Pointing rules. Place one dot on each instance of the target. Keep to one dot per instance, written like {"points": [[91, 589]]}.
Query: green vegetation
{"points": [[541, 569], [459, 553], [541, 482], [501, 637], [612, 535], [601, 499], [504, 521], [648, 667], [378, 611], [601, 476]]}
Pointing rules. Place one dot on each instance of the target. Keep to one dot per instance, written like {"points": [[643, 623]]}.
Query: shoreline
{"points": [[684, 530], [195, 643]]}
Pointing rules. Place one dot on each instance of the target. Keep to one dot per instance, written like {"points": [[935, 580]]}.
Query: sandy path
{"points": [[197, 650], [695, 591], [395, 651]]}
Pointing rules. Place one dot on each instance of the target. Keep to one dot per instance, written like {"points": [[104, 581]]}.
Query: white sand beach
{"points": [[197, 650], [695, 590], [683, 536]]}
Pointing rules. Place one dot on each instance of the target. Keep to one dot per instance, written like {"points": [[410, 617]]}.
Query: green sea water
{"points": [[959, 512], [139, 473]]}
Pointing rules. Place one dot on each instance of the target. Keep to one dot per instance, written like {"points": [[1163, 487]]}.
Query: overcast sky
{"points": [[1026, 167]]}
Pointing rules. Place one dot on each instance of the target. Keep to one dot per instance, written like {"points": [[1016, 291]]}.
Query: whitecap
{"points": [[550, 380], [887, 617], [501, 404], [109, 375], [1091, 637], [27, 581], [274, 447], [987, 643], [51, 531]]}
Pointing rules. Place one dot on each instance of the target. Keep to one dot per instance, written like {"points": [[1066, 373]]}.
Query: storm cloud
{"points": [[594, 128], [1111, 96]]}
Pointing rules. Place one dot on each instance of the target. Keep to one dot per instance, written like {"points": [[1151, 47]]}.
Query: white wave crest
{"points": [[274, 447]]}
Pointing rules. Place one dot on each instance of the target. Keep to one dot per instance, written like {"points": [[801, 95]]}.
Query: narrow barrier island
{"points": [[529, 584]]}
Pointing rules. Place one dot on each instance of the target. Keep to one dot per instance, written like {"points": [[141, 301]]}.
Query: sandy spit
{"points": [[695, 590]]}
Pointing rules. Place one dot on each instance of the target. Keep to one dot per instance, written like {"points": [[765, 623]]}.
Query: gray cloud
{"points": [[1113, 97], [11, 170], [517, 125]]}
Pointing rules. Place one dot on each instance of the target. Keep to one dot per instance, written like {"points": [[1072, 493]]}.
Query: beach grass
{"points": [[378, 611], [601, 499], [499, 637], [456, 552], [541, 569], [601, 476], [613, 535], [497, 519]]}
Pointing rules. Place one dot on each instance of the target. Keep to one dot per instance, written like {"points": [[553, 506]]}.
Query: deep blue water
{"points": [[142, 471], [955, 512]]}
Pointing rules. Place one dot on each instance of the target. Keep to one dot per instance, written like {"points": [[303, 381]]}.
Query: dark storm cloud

→ DIRECTIONS:
Retype all of the records above, word for word.

→ TASK RESPONSE:
Pointing rules. Place one dot on each instance of the target. Keep to one dot per instance, written like {"points": [[91, 589]]}.
Query: green vegetation
{"points": [[541, 569], [459, 553], [541, 482], [501, 637], [612, 535], [601, 499], [504, 521], [648, 667], [378, 611], [601, 476]]}
Pointing rules. Place one dot on each instance of the target. Keep to one dot per instance, written like {"points": [[643, 623]]}.
Query: shoreline
{"points": [[684, 530], [195, 643]]}
Pointing rules. Place one dot on each instance of the target. Keep to one dot per instance, written like {"points": [[935, 580]]}.
Query: sandy path
{"points": [[197, 650], [695, 591], [395, 651]]}
Pointing rules. Place one dot on each instance of the target. Keep to one dot per instance, written like {"points": [[104, 581]]}.
Query: white sand beach
{"points": [[197, 650], [695, 590], [683, 536]]}
Pointing rules. Place one dot on each instance of the target. Keep to one dot per instance, written like {"points": [[410, 617]]}.
Query: green sea water
{"points": [[959, 512], [139, 473]]}
Pointing rules. Place one dot on each instance of the target. Keep to one dot per instance, written like {"points": [[1163, 487]]}.
Query: overcast sky
{"points": [[1026, 167]]}
Pointing rules. Place one dot on each instance of the target. Keep to one dot per instance, written like {"points": [[1016, 291]]}.
Query: whitecap
{"points": [[550, 380], [887, 617], [501, 404], [109, 375], [1091, 637], [27, 581], [274, 447], [987, 643], [51, 531]]}
Pointing rules. Place one dot on each instance of the target. Keep to one dot per instance, written like {"points": [[1066, 373]]}.
Query: storm cloud
{"points": [[594, 128], [1111, 96]]}
Pointing rules. Place one dot on each instance of the target. Keep to one dot per instance, written like {"points": [[1151, 47]]}.
Query: white wave crest
{"points": [[274, 447]]}
Pointing rules. Place one dot on each instance of the target. Keep to one dot per instance, written like {"points": [[801, 95]]}.
Query: narrow barrier island
{"points": [[529, 584]]}
Pointing rules. Place one dot on each instance of the target. Keep to one dot per instance, written like {"points": [[141, 301]]}.
Query: sandy spit
{"points": [[695, 590]]}
Pointing rules. Place one dot on each instance of the target. Keep to one dot per instance, written like {"points": [[765, 623]]}.
Query: gray cloud
{"points": [[1113, 97], [11, 170], [517, 125]]}
Pointing rules. Place one dot on each instance of the target. Keep to one dot per instance, written like {"points": [[1072, 493]]}.
Query: beach grass
{"points": [[378, 611], [601, 499], [499, 637], [456, 552], [541, 569], [601, 476], [613, 535], [497, 519]]}
Pointing rules. Place one dot on each instance of the target. Keep to one dot per instance, written like {"points": [[553, 506]]}.
Query: deep blue water
{"points": [[142, 471], [955, 512]]}
Pointing rules. Place one dot on each instance of the target. Keep to one dot per instance, written like {"points": [[303, 381]]}.
Query: dark storm cloud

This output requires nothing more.